> _Supplied text_:
GEORG WILHELM FRIEDRICH HEGEL

(1770-1831)



CONTENTS
GO TOHegel:  An Overview
GO TOHis Life and Works
GO TOHis Major Ideas
GO TOHis Legacy
GO TOHegel's Writings

HEGEL:  AN OVERVIEW

While the English were pushing ahead an empirical doctrine of evolution through accidental natural causes, the Germans were developing, through the primary inspiration of Hegel, an "idealist" doctrine of evolution through the will of some great transcendent will (the world Spirit).  Hegel was clearly a Platonist--seeing all history, all human events as "guided" by this powerful spirit. This task of learning or of science was to Hegel (and the Hegelians after him) therefore not just to collect facts, but to discern the particular movement of this guiding hand in the midst of such facts.

HIS LIFE AND WORKS

Hegel was born and educated in Stuttgart in the classics and attended the University of Tübingen, studying philosophy and the classics in preparation for the ministry.  He graduated in 1790 and then took up the formal study of theology.  However he disliked strongly the doctrinal rigidity of his teachers. Hegel had a much freer spirit--and enjoyed the robust company of such friends as Schelling (5 years his junior) and Hölderlin.  He delighted in the reading of Greek tragedies and the exciting accounts of the French Revolution.  Thus in finishing his theological studies he decided against the ministry and opted instead for work that would allow him to continue his studies of history, the classics and philosophy.  Thus he found work tutoring, first in Switzerland then in Frankfurt.

For a while he was strongly influenced by the philosophy of Kant--especially the notion that the real basis of Christianity was not in the legalistic religious doctrines evolved over the centuries by the Christian church--but in the inherent moral "Reason" contained in the teachings and example of Jesus.  But ultimately it was not the "moral reason" of Jesus that inspired Hegel--but instead the idea that, in and through Jesus as revelation of the divine, the Spirit of God had spoken to the human heart of eternal truths.  These were much loftier and idealistic concepts than Kant's moral principles.

> _Data excerpt_:

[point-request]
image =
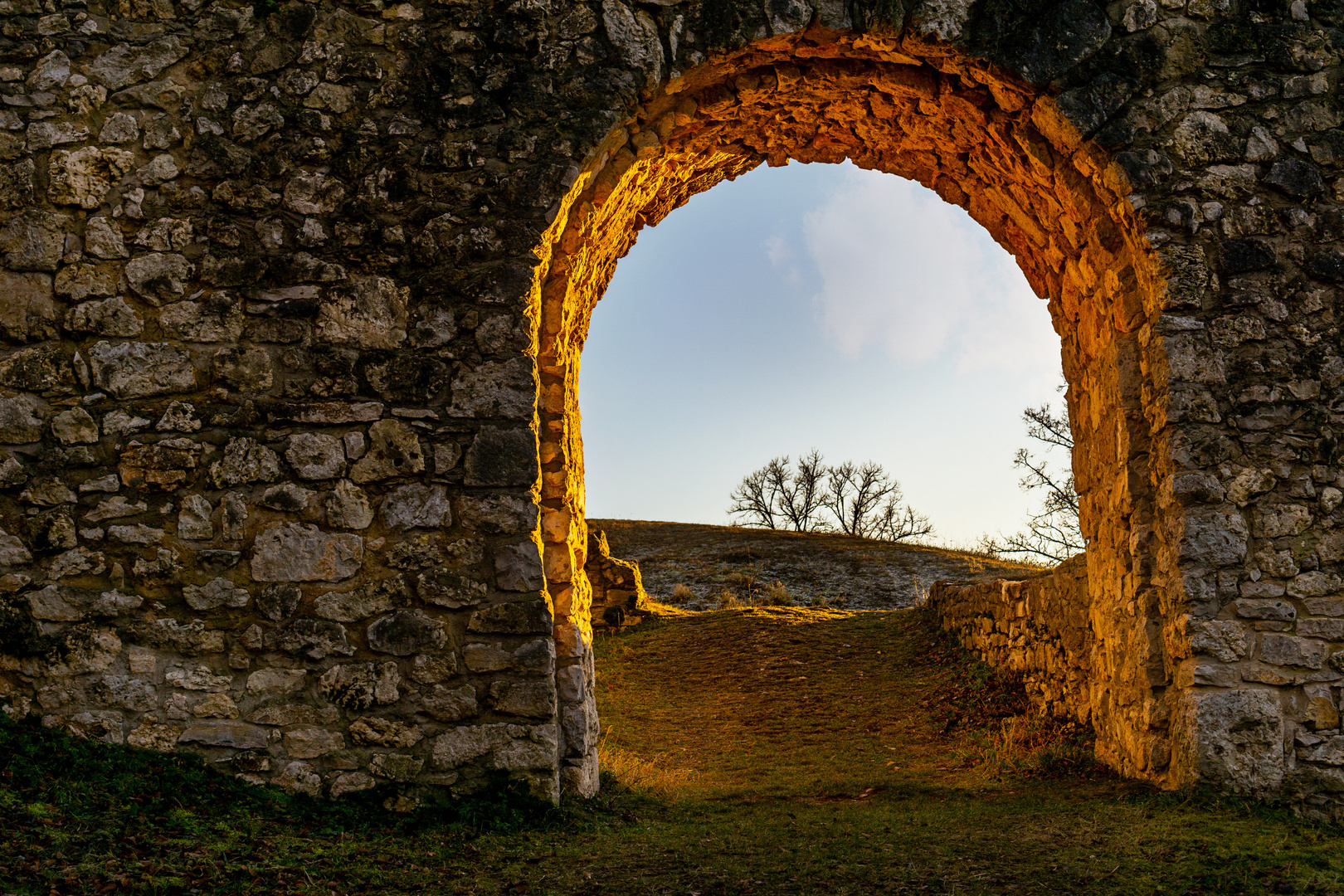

> _Task to carry out_:
Copy the Hegel piece between "Hegel was born" and "then in Frankfurt.", inclusive.

> _Worked answer_:
Hegel was born and educated in Stuttgart in the classics and attended the University of Tübingen, studying philosophy and the classics in preparation for the ministry.  He graduated in 1790 and then took up the formal study of theology.  However he disliked strongly the doctrinal rigidity of his teachers. Hegel had a much freer spirit--and enjoyed the robust company of such friends as Schelling (5 years his junior) and Hölderlin.  He delighted in the reading of Greek tragedies and the exciting accounts of the French Revolution.  Thus in finishing his theological studies he decided against the ministry and opted instead for work that would allow him to continue his studies of history, the classics and philosophy.  Thus he found work tutoring, first in Switzerland then in Frankfurt.